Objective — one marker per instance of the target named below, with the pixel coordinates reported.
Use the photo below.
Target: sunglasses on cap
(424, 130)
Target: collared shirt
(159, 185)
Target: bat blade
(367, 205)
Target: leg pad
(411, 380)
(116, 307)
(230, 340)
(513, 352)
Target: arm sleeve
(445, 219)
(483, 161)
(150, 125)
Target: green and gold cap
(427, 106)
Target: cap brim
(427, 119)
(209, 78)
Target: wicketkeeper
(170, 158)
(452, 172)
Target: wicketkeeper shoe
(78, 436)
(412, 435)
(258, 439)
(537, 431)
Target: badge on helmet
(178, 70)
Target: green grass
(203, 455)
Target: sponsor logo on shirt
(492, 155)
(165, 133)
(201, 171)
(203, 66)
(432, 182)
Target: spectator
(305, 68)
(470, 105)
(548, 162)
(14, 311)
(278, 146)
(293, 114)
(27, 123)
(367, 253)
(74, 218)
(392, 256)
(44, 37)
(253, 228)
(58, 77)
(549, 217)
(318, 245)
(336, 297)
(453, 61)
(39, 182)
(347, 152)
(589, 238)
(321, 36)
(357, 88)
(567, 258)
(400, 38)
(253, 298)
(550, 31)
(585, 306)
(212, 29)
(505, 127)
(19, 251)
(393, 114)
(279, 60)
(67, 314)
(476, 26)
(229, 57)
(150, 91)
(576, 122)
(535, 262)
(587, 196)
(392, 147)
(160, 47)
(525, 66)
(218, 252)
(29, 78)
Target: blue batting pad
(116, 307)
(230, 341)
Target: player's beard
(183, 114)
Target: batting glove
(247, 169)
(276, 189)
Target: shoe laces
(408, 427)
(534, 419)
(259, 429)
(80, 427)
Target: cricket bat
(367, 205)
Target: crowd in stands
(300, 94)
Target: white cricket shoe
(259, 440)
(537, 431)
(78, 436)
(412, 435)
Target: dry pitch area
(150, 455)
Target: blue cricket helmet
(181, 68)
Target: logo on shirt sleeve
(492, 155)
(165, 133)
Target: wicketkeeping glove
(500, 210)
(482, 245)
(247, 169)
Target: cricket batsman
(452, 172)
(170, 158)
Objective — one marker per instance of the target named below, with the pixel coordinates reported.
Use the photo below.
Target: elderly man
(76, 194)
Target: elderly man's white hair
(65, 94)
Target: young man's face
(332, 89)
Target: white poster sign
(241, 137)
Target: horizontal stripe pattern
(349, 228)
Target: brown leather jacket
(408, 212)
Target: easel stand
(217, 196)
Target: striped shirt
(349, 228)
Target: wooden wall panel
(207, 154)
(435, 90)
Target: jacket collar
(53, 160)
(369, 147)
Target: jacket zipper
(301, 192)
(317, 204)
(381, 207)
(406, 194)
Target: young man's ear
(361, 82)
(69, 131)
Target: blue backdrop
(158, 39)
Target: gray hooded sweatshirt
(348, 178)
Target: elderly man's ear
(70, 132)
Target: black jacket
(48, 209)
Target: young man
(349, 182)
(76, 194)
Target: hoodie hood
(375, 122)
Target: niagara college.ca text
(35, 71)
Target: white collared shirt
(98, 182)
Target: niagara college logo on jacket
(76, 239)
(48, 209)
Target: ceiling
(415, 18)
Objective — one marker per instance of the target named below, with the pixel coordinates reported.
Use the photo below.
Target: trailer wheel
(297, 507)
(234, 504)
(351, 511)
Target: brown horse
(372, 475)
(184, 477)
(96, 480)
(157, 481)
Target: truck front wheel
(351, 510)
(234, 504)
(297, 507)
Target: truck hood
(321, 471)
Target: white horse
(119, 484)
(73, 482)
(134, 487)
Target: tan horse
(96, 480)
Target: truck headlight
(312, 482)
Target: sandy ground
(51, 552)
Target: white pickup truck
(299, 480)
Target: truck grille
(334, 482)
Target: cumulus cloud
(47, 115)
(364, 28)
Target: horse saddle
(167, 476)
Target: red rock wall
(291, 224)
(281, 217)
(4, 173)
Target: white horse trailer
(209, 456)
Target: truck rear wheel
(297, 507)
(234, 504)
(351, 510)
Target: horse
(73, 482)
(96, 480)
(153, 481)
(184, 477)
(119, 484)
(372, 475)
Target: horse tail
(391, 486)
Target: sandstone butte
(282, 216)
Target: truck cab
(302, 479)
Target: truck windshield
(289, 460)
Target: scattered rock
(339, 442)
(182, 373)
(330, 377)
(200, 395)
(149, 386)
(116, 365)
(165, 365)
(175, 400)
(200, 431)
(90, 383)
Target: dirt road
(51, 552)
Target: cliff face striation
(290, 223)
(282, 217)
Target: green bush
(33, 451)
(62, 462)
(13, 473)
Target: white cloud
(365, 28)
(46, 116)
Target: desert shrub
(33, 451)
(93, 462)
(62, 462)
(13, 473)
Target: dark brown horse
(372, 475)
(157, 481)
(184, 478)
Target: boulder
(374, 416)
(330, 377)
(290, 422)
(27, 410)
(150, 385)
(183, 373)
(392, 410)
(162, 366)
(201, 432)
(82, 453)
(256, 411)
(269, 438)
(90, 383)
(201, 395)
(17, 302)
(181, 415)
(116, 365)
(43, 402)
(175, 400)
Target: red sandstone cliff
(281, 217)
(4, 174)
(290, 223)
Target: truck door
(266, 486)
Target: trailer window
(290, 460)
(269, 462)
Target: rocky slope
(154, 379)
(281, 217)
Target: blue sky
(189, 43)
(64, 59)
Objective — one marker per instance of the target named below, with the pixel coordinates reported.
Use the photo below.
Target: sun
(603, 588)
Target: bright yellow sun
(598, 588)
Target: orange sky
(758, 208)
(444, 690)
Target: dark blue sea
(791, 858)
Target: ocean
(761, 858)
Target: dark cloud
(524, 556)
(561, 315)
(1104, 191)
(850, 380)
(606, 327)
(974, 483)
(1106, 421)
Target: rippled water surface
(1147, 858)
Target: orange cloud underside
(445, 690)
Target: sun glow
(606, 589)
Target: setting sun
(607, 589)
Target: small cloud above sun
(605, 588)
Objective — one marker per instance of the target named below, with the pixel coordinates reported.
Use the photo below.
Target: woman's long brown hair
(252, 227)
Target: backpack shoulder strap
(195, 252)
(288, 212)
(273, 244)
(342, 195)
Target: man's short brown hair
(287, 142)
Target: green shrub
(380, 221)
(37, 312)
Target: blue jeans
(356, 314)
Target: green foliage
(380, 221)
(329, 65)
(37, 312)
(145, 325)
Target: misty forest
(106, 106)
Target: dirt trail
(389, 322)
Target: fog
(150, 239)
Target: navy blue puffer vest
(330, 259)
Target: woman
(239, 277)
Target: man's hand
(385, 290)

■ ■ ■ ■

**EXERCISE BRIEF**
Without any alteration, retype all of the material above.

**TASK RESPONSE**
Objective — one marker per instance of the target named below, with the pixel coordinates reported.
Use the photo below.
Target: sunglasses on cap
(424, 130)
Target: collared shirt
(159, 185)
Target: bat blade
(367, 205)
Target: leg pad
(411, 380)
(116, 307)
(230, 340)
(513, 352)
Target: arm sleeve
(445, 219)
(483, 161)
(150, 125)
Target: green and gold cap
(427, 106)
Target: cap brim
(427, 119)
(209, 78)
Target: wicketkeeper
(170, 158)
(452, 172)
Target: wicketkeeper shoe
(78, 436)
(412, 435)
(258, 439)
(537, 431)
Target: badge on helmet
(178, 70)
Target: green grass
(203, 455)
Target: sponsor logo on shirt
(492, 155)
(165, 133)
(201, 171)
(203, 66)
(432, 182)
Target: spectator
(305, 68)
(470, 105)
(548, 162)
(14, 311)
(278, 146)
(293, 114)
(27, 123)
(367, 253)
(74, 218)
(392, 256)
(44, 37)
(253, 228)
(58, 77)
(549, 217)
(318, 245)
(336, 297)
(453, 61)
(39, 182)
(347, 152)
(589, 238)
(321, 36)
(357, 88)
(567, 258)
(400, 38)
(253, 298)
(550, 31)
(585, 306)
(212, 29)
(505, 127)
(19, 251)
(393, 114)
(279, 60)
(67, 314)
(476, 26)
(229, 57)
(150, 91)
(576, 122)
(535, 262)
(587, 196)
(392, 147)
(160, 47)
(525, 66)
(218, 252)
(29, 78)
Target: blue batting pad
(116, 307)
(230, 341)
Target: player's beard
(183, 114)
Target: batting glove
(247, 169)
(276, 189)
Target: shoe laces
(408, 427)
(534, 419)
(259, 429)
(80, 427)
Target: cricket bat
(367, 205)
Target: crowd in stands
(300, 94)
Target: white cricket shoe
(259, 440)
(537, 431)
(78, 436)
(412, 435)
Target: dry pitch area
(150, 455)
Target: blue cricket helmet
(181, 68)
Target: logo on shirt sleeve
(492, 155)
(165, 133)
Target: wicketkeeping glove
(500, 210)
(482, 245)
(247, 169)
Target: cricket batsman
(452, 172)
(170, 158)
Objective — one marker per instance of the target named below, with the pixel coordinates reported.
Use the photo below.
Target: elderly man
(76, 194)
Target: elderly man's white hair
(65, 94)
Target: young man's face
(332, 89)
Target: white poster sign
(241, 137)
Target: horizontal stripe pattern
(349, 228)
Target: brown leather jacket
(408, 212)
Target: easel stand
(217, 196)
Target: striped shirt
(349, 228)
Target: wooden wall panel
(207, 154)
(435, 90)
Target: jacket collar
(53, 160)
(369, 147)
Target: jacket zipper
(301, 192)
(317, 204)
(381, 207)
(406, 194)
Target: young man's ear
(361, 82)
(69, 131)
Target: blue backdrop
(158, 39)
Target: gray hooded sweatshirt
(348, 178)
Target: elderly man's ear
(70, 132)
Target: black jacket
(48, 209)
Target: young man
(349, 182)
(76, 194)
Target: hoodie hood
(375, 122)
Target: niagara college.ca text
(35, 71)
Target: white collared shirt
(98, 182)
Target: niagara college logo on jacket
(76, 239)
(48, 209)
Target: ceiling
(415, 18)
Objective — one marker per instance of the target named below, with the pixel coordinates reported.
Use the photo below.
Target: trailer wheel
(297, 507)
(234, 504)
(351, 511)
Target: brown horse
(372, 475)
(184, 477)
(96, 480)
(157, 481)
Target: truck front wheel
(351, 510)
(234, 504)
(297, 507)
Target: truck hood
(321, 471)
Target: white horse
(119, 484)
(73, 482)
(134, 487)
Target: tan horse
(96, 480)
Target: truck headlight
(312, 482)
Target: sandy ground
(51, 552)
Target: white pickup truck
(299, 480)
Target: truck grille
(334, 482)
Target: cumulus cloud
(47, 115)
(364, 28)
Target: horse saddle
(167, 476)
Target: red rock wall
(291, 224)
(281, 217)
(4, 173)
Target: white horse trailer
(209, 456)
Target: truck rear wheel
(297, 507)
(234, 504)
(351, 510)
Target: horse
(73, 482)
(96, 480)
(153, 481)
(184, 477)
(119, 484)
(372, 475)
Target: horse tail
(391, 486)
Target: sandstone butte
(282, 216)
Target: truck cab
(302, 479)
Target: truck windshield
(289, 460)
Target: scattered rock
(339, 442)
(182, 373)
(330, 377)
(200, 395)
(149, 386)
(116, 365)
(165, 365)
(175, 400)
(200, 431)
(90, 383)
Target: dirt road
(51, 552)
Target: cliff face striation
(290, 223)
(282, 217)
Target: green bush
(33, 451)
(62, 462)
(13, 473)
Target: white cloud
(365, 28)
(46, 116)
Target: desert shrub
(33, 451)
(93, 462)
(62, 462)
(13, 473)
Target: dark brown horse
(372, 475)
(157, 481)
(184, 478)
Target: boulder
(374, 416)
(330, 377)
(290, 422)
(27, 410)
(150, 385)
(183, 373)
(392, 410)
(162, 366)
(201, 432)
(82, 453)
(256, 411)
(269, 438)
(90, 383)
(201, 395)
(17, 302)
(181, 415)
(116, 365)
(43, 402)
(175, 400)
Target: red sandstone cliff
(281, 217)
(4, 174)
(290, 223)
Target: truck door
(266, 486)
Target: trailer window
(290, 460)
(269, 462)
Target: rocky slope
(154, 379)
(281, 217)
Target: blue sky
(189, 43)
(64, 59)
Objective — one marker per instance of the target named below, with the pixel coordinates reported.
Use the photo below.
Target: sun
(603, 588)
Target: bright yellow sun
(598, 588)
Target: orange sky
(758, 208)
(444, 690)
Target: dark blue sea
(791, 858)
Target: ocean
(761, 858)
Target: dark cloud
(524, 556)
(561, 315)
(1104, 191)
(850, 380)
(606, 327)
(974, 483)
(1106, 421)
Target: rippled water surface
(1147, 858)
Target: orange cloud underside
(445, 690)
Target: sun glow
(606, 589)
Target: setting sun
(607, 589)
Target: small cloud above sun
(605, 588)
Objective — one marker per instance of the target named below, with the pixel coordinates reported.
Use the photo below.
Target: woman's long brown hair
(252, 227)
Target: backpack shoulder strap
(195, 252)
(288, 212)
(273, 244)
(342, 195)
Target: man's short brown hair
(287, 142)
Target: green shrub
(380, 221)
(37, 312)
Target: blue jeans
(356, 314)
Target: green foliage
(380, 221)
(329, 65)
(37, 312)
(145, 325)
Target: misty forest
(106, 106)
Target: dirt trail
(389, 322)
Target: fog
(150, 239)
Target: navy blue puffer vest
(330, 259)
Target: woman
(239, 277)
Target: man's hand
(385, 290)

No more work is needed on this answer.